We also acknowledge the limitations and challenges associated with stakeholder participation and ownership. When engaging with stakeholders, not everyone’s view can be represented, as ‘stakeholders’ are non-homogenous groups of people with differing motives and purposes. Participation is a highly political process where existing power relations may be reinforced [31]. Though often overlooked, it is important to engage stakeholders at a local and community level, particularly to feedback research findings to participants and communities. RAF was able to play a part in facilitating participation to some extent: it acted as a bridging organisation creating forums for dialogue or partnering researchers with civil society (such as NGOs). By supporting qualitative and mixed methods studies that capture the voices of the poor, RAF supported the ‘participation’ of ordinary citizens [44].

Evidence-informed policymaking

Our paper began with the idea of evidence-based policymaking. However, it is well recognised that policy is influenced by more than just evidence, with politics, lobby groups, media, and chance playing a part [49],[50]. The types of evidence that are considered in policymaking are varied. Multiple sources of knowledge and information and various types of research-based evidence interact with the belief and value systems of policymakers and influence their decisions, sometimes in subtle and indirect ways [51]. Organizational values and cultures and decision-making processes vary from one setting to another; hence, contexts inevitably play a significant role in how decisions are made. Making policy decisions solely based on evidence may simply be an aspirational goal. Understanding how evidence can inform policymaking will help researchers identify types of research evidence useful for policymakers and work together to improve public health policies and eventually health outcomes. This means that what has been done by RAF is only a start and questions of how to build on its legacy need to be considered before the gained momentum is lost.

● **Task directions**
Write the next part of the passage on stakeholder participation and evidence-informed policymaking, picking up after its final sentence. The lines that come after this passage have no connection to it.

● **Supplied material**
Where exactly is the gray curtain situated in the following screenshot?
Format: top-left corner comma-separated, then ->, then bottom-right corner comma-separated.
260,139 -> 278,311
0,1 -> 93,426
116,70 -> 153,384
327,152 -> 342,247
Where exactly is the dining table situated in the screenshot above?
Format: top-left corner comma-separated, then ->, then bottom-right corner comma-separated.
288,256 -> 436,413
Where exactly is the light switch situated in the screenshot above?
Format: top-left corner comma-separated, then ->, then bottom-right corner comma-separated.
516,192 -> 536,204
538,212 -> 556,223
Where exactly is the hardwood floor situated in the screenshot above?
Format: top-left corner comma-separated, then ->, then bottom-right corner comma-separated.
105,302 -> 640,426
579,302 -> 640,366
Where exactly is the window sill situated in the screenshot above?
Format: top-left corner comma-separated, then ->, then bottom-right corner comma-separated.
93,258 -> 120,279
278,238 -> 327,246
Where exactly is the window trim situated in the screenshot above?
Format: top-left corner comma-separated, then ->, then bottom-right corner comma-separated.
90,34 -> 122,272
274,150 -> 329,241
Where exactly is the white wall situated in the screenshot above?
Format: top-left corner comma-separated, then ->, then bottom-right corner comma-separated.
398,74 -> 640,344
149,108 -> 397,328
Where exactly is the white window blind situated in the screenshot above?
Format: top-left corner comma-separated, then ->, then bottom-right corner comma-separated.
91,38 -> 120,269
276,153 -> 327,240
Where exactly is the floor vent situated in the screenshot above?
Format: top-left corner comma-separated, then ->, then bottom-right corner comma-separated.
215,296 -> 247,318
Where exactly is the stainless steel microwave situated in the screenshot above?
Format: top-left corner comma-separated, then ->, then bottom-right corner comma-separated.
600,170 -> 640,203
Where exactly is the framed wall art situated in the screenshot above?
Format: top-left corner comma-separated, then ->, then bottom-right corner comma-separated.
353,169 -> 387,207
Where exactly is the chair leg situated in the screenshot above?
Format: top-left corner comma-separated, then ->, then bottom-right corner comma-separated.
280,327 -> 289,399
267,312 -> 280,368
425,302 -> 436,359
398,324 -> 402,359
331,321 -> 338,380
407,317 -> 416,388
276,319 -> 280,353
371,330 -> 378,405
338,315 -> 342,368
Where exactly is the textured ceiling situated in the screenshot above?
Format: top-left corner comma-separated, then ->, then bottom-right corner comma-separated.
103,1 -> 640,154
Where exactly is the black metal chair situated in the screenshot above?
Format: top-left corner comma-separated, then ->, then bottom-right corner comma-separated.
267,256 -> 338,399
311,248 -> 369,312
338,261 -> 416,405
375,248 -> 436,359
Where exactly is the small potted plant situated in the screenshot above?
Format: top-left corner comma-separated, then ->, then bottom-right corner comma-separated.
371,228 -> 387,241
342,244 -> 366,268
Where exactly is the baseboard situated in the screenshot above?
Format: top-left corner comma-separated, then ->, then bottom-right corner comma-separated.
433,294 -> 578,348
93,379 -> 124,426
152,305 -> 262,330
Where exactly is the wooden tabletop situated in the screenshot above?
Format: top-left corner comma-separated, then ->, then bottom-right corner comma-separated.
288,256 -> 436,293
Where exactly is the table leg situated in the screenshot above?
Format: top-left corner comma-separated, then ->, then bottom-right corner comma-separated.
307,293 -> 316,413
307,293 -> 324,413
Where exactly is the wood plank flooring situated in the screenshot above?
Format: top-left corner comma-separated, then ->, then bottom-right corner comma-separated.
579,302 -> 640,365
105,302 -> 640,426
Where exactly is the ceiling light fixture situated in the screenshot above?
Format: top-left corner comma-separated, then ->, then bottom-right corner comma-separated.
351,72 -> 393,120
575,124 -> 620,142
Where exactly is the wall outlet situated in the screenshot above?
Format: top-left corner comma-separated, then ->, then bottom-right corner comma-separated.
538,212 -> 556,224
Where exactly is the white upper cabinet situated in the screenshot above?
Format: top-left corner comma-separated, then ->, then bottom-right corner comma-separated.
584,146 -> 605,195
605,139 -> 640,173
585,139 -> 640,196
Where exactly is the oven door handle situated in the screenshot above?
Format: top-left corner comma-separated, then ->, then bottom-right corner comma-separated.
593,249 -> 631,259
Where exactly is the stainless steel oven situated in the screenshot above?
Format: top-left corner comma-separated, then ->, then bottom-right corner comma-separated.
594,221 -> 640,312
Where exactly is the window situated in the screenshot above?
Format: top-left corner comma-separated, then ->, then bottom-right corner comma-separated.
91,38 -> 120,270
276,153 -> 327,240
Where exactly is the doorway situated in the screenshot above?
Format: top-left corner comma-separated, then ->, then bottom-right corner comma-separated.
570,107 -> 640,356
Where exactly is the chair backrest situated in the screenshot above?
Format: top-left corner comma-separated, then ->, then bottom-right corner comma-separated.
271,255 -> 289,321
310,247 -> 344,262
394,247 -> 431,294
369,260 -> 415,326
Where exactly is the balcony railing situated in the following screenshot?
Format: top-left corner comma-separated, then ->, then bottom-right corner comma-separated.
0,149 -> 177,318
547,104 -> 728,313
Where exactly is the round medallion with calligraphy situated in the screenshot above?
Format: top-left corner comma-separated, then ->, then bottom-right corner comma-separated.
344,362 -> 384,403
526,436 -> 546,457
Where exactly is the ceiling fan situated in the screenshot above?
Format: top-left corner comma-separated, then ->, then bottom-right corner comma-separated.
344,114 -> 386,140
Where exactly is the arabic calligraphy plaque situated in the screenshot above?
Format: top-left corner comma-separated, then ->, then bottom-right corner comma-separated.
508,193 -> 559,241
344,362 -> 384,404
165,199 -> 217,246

● **Exercise answer**
The future

There will be no quick fixes in tackling such complex issues in the future of Pakistan. The building of robust healthcare systems is an area where many low- and middle-income countries have been underperforming [52]. These systems will require stronger health infrastructure, more health workers, greater access to medical products, more responsive health services, and more equitable access to these services. It has been estimated that the cost for health system strengthening will be about $30bn annually for the next few decades. The upside is that such funds can be sourced from a combination of aid and domestic spending given the economic growth and productivity of many low- and middle-income countries [53], provided they increase their domestic health spending. Impressive gains have been made in moving towards reaching MDG-4 and −5. RAF, as well as the many groups, academia, NGOs, and government programmes not directly funded by RAF but which dared to step outside their comfort zone and embrace participation in RAF’s aims, have made key contributions, as attested by this collection of papers. The challenge for the future will be to build on these foundations to welcome a new era of health, wealth, and growth for Pakistan.